Copy every line of the saved entries below exactly, leaving the pictures out of your answer.

[Saved entries]
════════

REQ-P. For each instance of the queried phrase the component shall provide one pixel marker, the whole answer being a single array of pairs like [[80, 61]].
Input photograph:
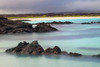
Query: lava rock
[[26, 48], [35, 49]]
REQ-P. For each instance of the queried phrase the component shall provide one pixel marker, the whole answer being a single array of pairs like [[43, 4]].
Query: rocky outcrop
[[35, 49], [96, 55], [42, 27], [9, 26], [3, 18]]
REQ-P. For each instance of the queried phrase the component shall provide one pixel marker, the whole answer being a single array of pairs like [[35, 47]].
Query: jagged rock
[[96, 55], [56, 50], [26, 48], [42, 27], [35, 49], [3, 18], [48, 51]]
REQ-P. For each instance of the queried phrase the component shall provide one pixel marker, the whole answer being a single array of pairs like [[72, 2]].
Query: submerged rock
[[35, 49], [96, 55]]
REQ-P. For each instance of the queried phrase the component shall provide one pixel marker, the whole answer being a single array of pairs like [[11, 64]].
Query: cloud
[[45, 6]]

════════

[Response to the task]
REQ-P. For each instance of the queried phrase the component shall provide one pixel marker, the whole answer being a single array of pairs like [[80, 61]].
Input photograph:
Query: lava rock
[[26, 48], [35, 49]]
REQ-P. For each instance of the queried phrase the component shall provide one pixel marker, the whole answer being a single array of pairs like [[43, 4]].
Query: rocky outcrop
[[35, 49], [96, 55], [42, 27], [9, 26], [3, 18]]
REQ-P. For each instance of the queried phrase the component shall provide one pixel marker, the whole answer being a single array of pairs like [[35, 47]].
Query: jagged rock
[[96, 55], [56, 50], [26, 48], [42, 27], [35, 49], [3, 18], [48, 51]]
REQ-P. For each instance of the queried phrase the component shall provide one pixel marker, the whole answer being a single array of pairs like [[72, 2]].
Query: submerged rock
[[35, 49], [96, 55]]
REQ-P. For each instance of the queried phrase the component shall provide one pixel marker, the whole answer being a single array of pairs like [[11, 64]].
Query: cloud
[[45, 6]]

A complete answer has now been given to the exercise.